* start READING TEXT *
Blogging terms in Spanish

Can I just say that I consider the word “blog” to be far and away one of the ugliest words in the English language? How unfortunate that Spanish has seen fit to borrow it from us. Surely they could have found a seemlier option. Don’t get me wrong; I like blogs a lot. This particular one occupies a great deal of my thoughts and time. I just wish they had a prettier name. It’s like meeting a wonderful, handsome guy and his name is Rigoberto. Charming, I’m sure, but his name isn’t quite music to the ears. To me, “blog” sounds like an interjection, a mashup of “blech” and “blah” with, I don’t know, “grog”? I know, I know; it comes from “web log.” I’m not a complete ignoramus. Still, it would have been prudent on the part of the wordsmiths to have run their newfangled word by a few aestheticians, no? Me, I’ve taken to telling people that I run a website. In fact, let’s institutionalize that. Please, none of you mention that bl- word to me ever again. And if you absolutely must do so, at least do it in Spanish.

In Spanish, you’ll be relieved to know that it’s called . . . un blog. Blasted! Oh, but everything sounds better in Spanish, doesn’t it? I suppose so, yes. There are a few bichos raros out there who, in their very respectable efforts to avoid los anglicismos, call it a bitácora, but we’re talking about probably .05% of blogs. That beautiful option just hasn’t quite caught on the way that blog has. Traditionally, a cuaderno de bitácora was the logbook that a ship captain would keep during voyages. Again, a truly beautiful word. We pay him our deepest respects and give him our más sentido pésame that the uglier, geekier word won out. Sorry, dude. You were just a little too elegant in the end.

The plural is blogs.

To blog in Spanish is bloguear. In one of my most memorable Spanish Scrabble games ever, I once played the word BLOG. An opponent later deftly turned it into BLOGUEA. This was then transformed into BLOGUEARÁ by another brilliant rival. Hideously ugly words, all of them, but, as you see, most people don’t share my aesthetic sensibilities when it comes to language. Even I abandon them when it’s expedient. Besides, the usefulness of the word kind of grows on you. It’s heartbreaking, but utility trumps beauty more and more.

Bloggers are blogueros/bloguerasThey write in the blogosfera. Posts are entradas, but it’s also very common to simply say un post. I couldn’t say which is more common, but I see both constantly. I always say entrada to not ruffle any feathers! I try to avoid English as much as I can in Spanish, but I’m pragmatic. It is what it is. Let’s see. What else? Well, you leave comentarios. This is more like text/Twitterspeak, but one useful rebus is 5mentarios. Can you figure out what it means? Sin comentarios. No comment. This, ahem, forms part of my passive knowledge. That is, I’ve never actually written it out, but far be it from me to be a snob! Language is for using, not for talking about here at our virtual water cooler. Leave my, cough cough, blog right now, use your Spanish, and then come back and tell me all about it. Go! Off with you! Go make mistakes with gusto! Be brave! Be talkative! ¡Que te rinda mucho!
* end READING TEXT *
* start PROVIDED DATA *
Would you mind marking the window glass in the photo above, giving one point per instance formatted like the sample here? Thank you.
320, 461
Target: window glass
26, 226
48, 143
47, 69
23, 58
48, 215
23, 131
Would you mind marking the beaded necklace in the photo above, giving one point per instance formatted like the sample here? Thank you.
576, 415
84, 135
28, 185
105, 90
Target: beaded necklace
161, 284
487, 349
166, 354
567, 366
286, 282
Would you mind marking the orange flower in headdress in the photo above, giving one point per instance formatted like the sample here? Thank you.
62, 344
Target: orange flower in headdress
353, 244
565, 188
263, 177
* end PROVIDED DATA *
* start PROVIDED DATA *
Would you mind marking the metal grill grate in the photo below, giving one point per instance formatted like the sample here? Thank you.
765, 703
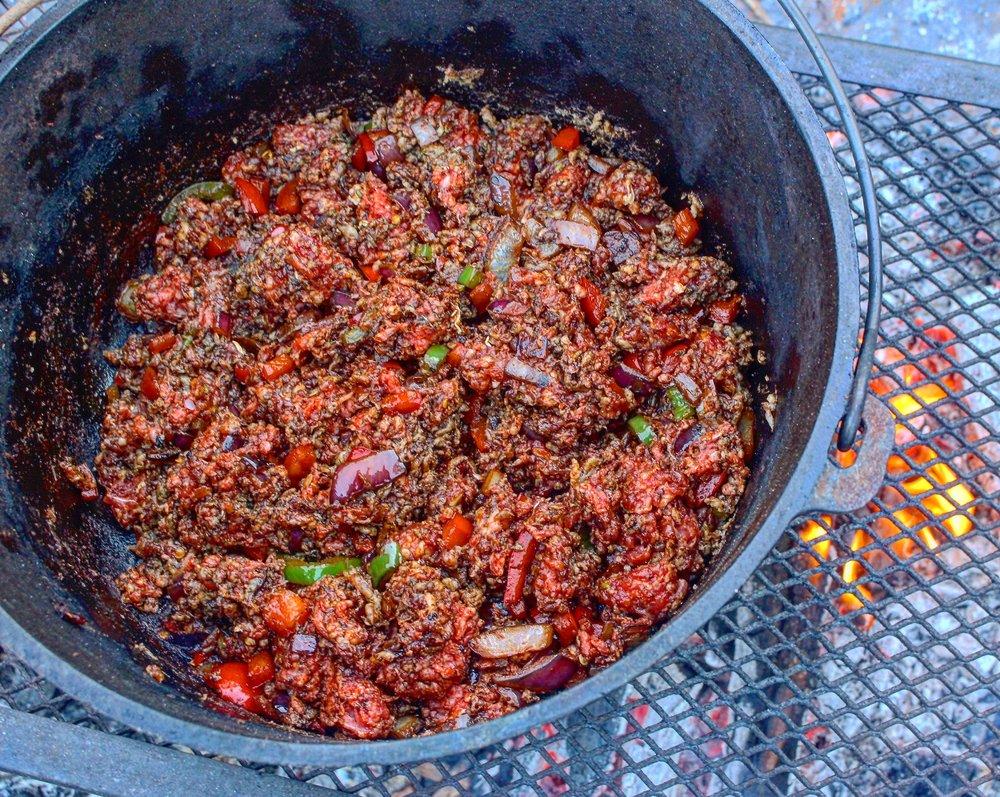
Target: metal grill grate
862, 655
* end PROVIDED DATA *
TASK INSTRUCTIONS
[A] List every word that the post on Spanish blogging terms says was played or formed during the Scrabble game it describes.
[B] According to the post on Spanish blogging terms, what was a cuaderno de bitácora traditionally?
[C] Retype the post on Spanish blogging terms from "The plural is blogs." to "more and more.".

TASK SOLUTIONS
[A]
BLOG
BLOGUEA
BLOGUEARÁ

[B] It was the logbook that a ship captain would keep during voyages.

[C]
The plural is blogs.

To blog in Spanish is bloguear. In one of my most memorable Spanish Scrabble games ever, I once played the word BLOG. An opponent later deftly turned it into BLOGUEA. This was then transformed into BLOGUEARÁ by another brilliant rival. Hideously ugly words, all of them, but, as you see, most people don’t share my aesthetic sensibilities when it comes to language. Even I abandon them when it’s expedient. Besides, the usefulness of the word kind of grows on you. It’s heartbreaking, but utility trumps beauty more and more.